Exercise » Each line must appear in the answer exactly as it does in the data.

Extracted entries »

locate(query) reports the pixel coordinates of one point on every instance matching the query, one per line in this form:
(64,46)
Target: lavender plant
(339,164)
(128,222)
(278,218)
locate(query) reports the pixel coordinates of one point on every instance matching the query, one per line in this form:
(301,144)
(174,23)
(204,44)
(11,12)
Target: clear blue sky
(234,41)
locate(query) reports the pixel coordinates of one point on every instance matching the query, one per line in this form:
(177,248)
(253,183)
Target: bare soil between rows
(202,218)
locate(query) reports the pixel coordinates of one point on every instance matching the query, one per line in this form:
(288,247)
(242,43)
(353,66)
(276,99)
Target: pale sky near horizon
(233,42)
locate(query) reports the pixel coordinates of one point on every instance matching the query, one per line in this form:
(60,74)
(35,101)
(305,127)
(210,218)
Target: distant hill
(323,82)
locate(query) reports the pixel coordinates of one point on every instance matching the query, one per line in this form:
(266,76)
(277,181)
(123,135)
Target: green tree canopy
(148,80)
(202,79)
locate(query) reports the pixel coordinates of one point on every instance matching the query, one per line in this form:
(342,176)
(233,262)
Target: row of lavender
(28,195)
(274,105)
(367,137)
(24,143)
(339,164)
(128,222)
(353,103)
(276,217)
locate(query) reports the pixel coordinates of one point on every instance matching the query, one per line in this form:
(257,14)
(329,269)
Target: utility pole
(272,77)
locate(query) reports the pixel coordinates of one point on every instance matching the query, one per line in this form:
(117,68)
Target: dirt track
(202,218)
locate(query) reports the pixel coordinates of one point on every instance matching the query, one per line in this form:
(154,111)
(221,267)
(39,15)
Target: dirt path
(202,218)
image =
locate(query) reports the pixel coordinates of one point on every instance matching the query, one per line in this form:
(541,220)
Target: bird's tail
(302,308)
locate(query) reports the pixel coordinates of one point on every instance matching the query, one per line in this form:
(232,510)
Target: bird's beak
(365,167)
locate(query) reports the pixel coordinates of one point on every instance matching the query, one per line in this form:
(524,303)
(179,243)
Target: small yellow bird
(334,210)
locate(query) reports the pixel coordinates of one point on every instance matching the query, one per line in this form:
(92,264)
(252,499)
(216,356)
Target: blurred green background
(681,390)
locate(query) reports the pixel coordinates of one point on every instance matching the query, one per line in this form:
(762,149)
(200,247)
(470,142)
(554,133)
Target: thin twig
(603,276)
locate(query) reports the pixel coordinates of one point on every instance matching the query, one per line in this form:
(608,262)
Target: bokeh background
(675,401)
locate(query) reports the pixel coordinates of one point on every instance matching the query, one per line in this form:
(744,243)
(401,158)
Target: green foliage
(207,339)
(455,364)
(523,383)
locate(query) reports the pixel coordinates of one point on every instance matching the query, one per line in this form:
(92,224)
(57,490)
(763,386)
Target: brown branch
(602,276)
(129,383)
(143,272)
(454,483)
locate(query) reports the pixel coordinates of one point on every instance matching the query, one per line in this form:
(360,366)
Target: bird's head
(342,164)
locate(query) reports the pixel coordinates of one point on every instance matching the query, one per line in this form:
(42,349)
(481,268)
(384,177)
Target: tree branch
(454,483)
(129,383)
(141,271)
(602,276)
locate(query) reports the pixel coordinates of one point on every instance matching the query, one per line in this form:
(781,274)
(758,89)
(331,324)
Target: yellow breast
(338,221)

Response to the task »
locate(query) reports the pixel coordinates of one point on every instance matching the query, one per line in this form:
(64,46)
Target: lavender plant
(339,164)
(128,222)
(278,218)
locate(query) reports the pixel coordinates of one point on every instance matching the query, one per line in this form:
(301,144)
(174,23)
(204,44)
(11,12)
Target: clear blue sky
(234,41)
locate(query) reports the pixel coordinates of one point on every instance matching the query, one per line in this form:
(177,248)
(253,183)
Target: bare soil between rows
(202,218)
locate(query) reports the pixel coordinates of one point on every instance matching the query, one per line in this form:
(288,247)
(242,43)
(353,66)
(276,99)
Target: pale sky near horizon
(233,42)
locate(query) reports the pixel coordinates of one point on every instance matching the query, one per line in this form:
(60,74)
(35,101)
(305,127)
(210,218)
Target: distant hill
(323,82)
locate(query) reports the pixel coordinates of one point on every instance matching the query, one per line in this form:
(266,76)
(277,181)
(123,135)
Target: green tree canopy
(148,80)
(202,79)
locate(query) reports the pixel coordinates of one point on every instance matching the query, one per line in this form:
(342,176)
(233,262)
Target: row of lavender
(28,195)
(274,105)
(367,137)
(24,143)
(339,164)
(128,222)
(353,103)
(276,217)
locate(query) reports the pixel coordinates of one point on every instance matching the query, one per line in this form:
(257,14)
(329,269)
Target: utility pole
(272,77)
locate(query) reports the pixel coordinates of one point on every instance matching the query, one per line in this form:
(117,68)
Target: dirt track
(202,218)
locate(query) reports the pixel coordinates of one point on every instance matching the query, one per line in this form:
(154,111)
(221,267)
(39,15)
Target: dirt path
(202,218)
image =
locate(query) reports the pixel coordinates of one point on every instance matching the query, one per line in this form:
(541,220)
Target: bird's tail
(302,308)
locate(query) reports the pixel coordinates of one point on every instance matching the query, one per line in this form:
(232,510)
Target: bird's beak
(365,167)
locate(query) reports the pixel coordinates of one point on every instance matching the query, one per line in this form:
(524,303)
(179,243)
Target: small yellow bird
(334,210)
locate(query) reports the pixel coordinates of one point on every instance matching the query, one per line in this form:
(92,264)
(252,499)
(216,356)
Target: blurred green background
(681,390)
locate(query) reports the pixel coordinates of one point on every instance matching the query, one per line in this form:
(762,149)
(200,247)
(470,142)
(554,133)
Target: thin twig
(603,276)
locate(query) reports the pixel coordinates of one point on every instance matching the query, one per line in this form:
(608,262)
Target: bokeh background
(675,401)
locate(query) reports the pixel coordinates of one point on every instance matching the query, one per line in this form:
(744,243)
(401,158)
Target: green foliage
(207,339)
(455,364)
(523,383)
locate(query) reports the pixel coordinates of one point on every instance matching the query, one per line in this form:
(92,224)
(57,490)
(763,386)
Target: brown branch
(602,276)
(129,383)
(143,272)
(454,483)
locate(query) reports the pixel coordinates of one point on every instance matching the query, one per line in this form:
(360,366)
Target: bird's head
(342,164)
locate(query) reports the pixel coordinates of one point on every instance matching the query, one per line in this form:
(42,349)
(481,268)
(384,177)
Target: tree branch
(454,483)
(129,383)
(141,271)
(602,276)
locate(query) reports the pixel coordinates of one point on every instance matching the query, one per line in this form:
(781,274)
(758,89)
(331,324)
Target: yellow breast
(338,221)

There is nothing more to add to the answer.